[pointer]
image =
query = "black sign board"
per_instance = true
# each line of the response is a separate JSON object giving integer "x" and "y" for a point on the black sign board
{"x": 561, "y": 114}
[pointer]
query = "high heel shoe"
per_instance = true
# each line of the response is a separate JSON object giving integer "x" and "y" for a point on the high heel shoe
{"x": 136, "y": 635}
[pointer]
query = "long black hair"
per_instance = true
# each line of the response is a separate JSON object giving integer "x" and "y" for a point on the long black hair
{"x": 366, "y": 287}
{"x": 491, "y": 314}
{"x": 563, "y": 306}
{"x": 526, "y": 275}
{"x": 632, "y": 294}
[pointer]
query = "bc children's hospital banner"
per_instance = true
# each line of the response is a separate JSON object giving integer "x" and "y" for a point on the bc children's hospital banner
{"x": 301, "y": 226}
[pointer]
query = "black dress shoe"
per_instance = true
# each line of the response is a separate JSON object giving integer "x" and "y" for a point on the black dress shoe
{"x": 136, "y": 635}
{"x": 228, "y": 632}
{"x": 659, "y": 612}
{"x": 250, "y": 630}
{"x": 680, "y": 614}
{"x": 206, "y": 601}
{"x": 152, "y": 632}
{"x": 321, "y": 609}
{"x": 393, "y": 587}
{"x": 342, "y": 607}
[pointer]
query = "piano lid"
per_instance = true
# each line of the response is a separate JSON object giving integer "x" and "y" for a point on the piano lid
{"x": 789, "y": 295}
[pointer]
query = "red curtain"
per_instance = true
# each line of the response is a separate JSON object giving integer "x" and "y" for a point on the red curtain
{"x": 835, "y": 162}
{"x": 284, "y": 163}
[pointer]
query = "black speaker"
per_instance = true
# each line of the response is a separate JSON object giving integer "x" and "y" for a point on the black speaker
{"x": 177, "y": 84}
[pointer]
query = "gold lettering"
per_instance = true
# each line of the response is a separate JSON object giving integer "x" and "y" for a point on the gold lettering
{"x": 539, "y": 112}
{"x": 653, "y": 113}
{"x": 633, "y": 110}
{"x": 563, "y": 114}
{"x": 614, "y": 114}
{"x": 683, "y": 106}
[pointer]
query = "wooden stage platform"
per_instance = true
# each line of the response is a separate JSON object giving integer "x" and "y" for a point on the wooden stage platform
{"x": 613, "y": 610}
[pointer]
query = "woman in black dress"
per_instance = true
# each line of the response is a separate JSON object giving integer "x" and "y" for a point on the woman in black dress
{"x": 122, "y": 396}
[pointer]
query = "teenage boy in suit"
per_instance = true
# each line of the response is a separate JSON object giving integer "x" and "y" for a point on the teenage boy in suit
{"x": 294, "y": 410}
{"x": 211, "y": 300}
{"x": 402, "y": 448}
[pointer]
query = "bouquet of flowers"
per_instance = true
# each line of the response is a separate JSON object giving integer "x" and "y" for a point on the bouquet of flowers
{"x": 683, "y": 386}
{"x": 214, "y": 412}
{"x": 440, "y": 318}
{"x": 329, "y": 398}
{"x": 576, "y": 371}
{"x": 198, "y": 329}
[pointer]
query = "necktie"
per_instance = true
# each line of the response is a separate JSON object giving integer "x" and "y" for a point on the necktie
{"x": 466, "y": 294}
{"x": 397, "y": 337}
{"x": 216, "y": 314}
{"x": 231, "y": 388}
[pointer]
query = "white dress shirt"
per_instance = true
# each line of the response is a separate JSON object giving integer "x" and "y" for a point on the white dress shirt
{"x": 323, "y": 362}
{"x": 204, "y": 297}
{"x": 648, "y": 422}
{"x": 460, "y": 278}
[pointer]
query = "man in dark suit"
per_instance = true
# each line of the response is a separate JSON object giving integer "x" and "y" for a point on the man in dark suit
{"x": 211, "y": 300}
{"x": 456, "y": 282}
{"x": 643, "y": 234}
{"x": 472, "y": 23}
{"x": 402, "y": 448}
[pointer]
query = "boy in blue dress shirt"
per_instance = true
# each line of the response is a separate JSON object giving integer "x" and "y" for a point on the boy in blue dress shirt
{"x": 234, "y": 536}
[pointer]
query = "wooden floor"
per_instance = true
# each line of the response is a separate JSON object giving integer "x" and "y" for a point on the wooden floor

###

*INSTRUCTION*
Write out every line of the records exactly.

*ANSWER IN FULL*
[pointer]
image =
query = "black sign board"
per_instance = true
# each line of the response is a separate JSON object giving integer "x" and "y" for a point on the black sign board
{"x": 561, "y": 114}
[pointer]
query = "high heel shoe"
per_instance = true
# each line of the response is a separate JSON object giving integer "x" and "y" for a point on the high heel shoe
{"x": 136, "y": 635}
[pointer]
query = "long black hair"
per_instance = true
# each line of the response is a separate JSON object giving integer "x" and "y" for a point on the long black hair
{"x": 366, "y": 287}
{"x": 491, "y": 314}
{"x": 563, "y": 306}
{"x": 526, "y": 275}
{"x": 632, "y": 294}
[pointer]
query = "bc children's hospital banner"
per_instance = true
# each line of the response is a separate JSON object giving integer "x" and "y" for a point on the bc children's hospital banner
{"x": 301, "y": 226}
[pointer]
query = "black dress shoe"
per_instance = true
# each line of the response is a separate JSON object giving integer "x" and "y" for a point on the black dress shoe
{"x": 136, "y": 635}
{"x": 228, "y": 632}
{"x": 659, "y": 612}
{"x": 250, "y": 630}
{"x": 680, "y": 614}
{"x": 206, "y": 601}
{"x": 152, "y": 632}
{"x": 321, "y": 609}
{"x": 393, "y": 587}
{"x": 342, "y": 607}
[pointer]
query = "piano lid"
per_instance = true
# each line of the response is a separate JSON object giving integer "x" and "y" for a point on the piano lid
{"x": 789, "y": 295}
[pointer]
query = "red curtain"
per_instance = true
# each line of the response is a separate JSON object giving integer "x" and "y" for a point on the red curtain
{"x": 835, "y": 162}
{"x": 284, "y": 163}
[pointer]
query = "black speaker"
per_instance = true
# each line of the response is a separate JSON object giving integer "x" and "y" for a point on the black speaker
{"x": 177, "y": 84}
[pointer]
query = "gold lettering"
per_instance = true
# each line of the response is a separate JSON object giving integer "x" and "y" for a point on the gold lettering
{"x": 539, "y": 112}
{"x": 653, "y": 113}
{"x": 633, "y": 110}
{"x": 563, "y": 114}
{"x": 614, "y": 114}
{"x": 683, "y": 106}
[pointer]
query = "wooden stage platform"
per_instance = true
# each line of the response is a separate JSON object giving integer "x" and "y" for a point on the wooden stage platform
{"x": 613, "y": 610}
[pointer]
query = "woman in black dress"
per_instance = true
# each line of the response is a separate JSON object giving integer "x" and "y" for a point on the woman in black dress
{"x": 122, "y": 396}
[pointer]
query = "teenage boy in suit"
per_instance = true
# each line of the response is a separate JSON object giving integer "x" and "y" for a point on the teenage boy in suit
{"x": 294, "y": 410}
{"x": 211, "y": 300}
{"x": 402, "y": 448}
[pointer]
query = "bouquet of flowers"
per_instance = true
# each line of the response is a separate JSON object giving integer "x" and "y" for a point on the bouquet of flowers
{"x": 683, "y": 386}
{"x": 214, "y": 412}
{"x": 440, "y": 318}
{"x": 329, "y": 398}
{"x": 576, "y": 371}
{"x": 198, "y": 329}
[pointer]
query = "necktie"
per_instance = true
# each line of the response is a separate JSON object giving integer "x" and "y" for a point on the necktie
{"x": 466, "y": 294}
{"x": 397, "y": 337}
{"x": 216, "y": 314}
{"x": 231, "y": 388}
[pointer]
query = "white dress shirt"
per_instance = true
# each line of the response is a separate JSON object giving integer "x" and "y" for a point on the white dress shirt
{"x": 323, "y": 362}
{"x": 204, "y": 297}
{"x": 648, "y": 422}
{"x": 460, "y": 278}
[pointer]
query = "man in dark suit"
per_instance = true
# each line of the response is a separate JSON object giving integer "x" and "y" for a point on the man in dark suit
{"x": 211, "y": 300}
{"x": 456, "y": 282}
{"x": 643, "y": 234}
{"x": 472, "y": 23}
{"x": 402, "y": 448}
[pointer]
query = "boy in blue dress shirt"
per_instance = true
# each line of the response is a separate JSON object giving integer "x" and "y" for a point on the boy in blue dress shirt
{"x": 234, "y": 536}
[pointer]
query = "wooden floor"
per_instance = true
# each line of the response is a separate JSON object giving integer "x" and "y" for a point on the wooden floor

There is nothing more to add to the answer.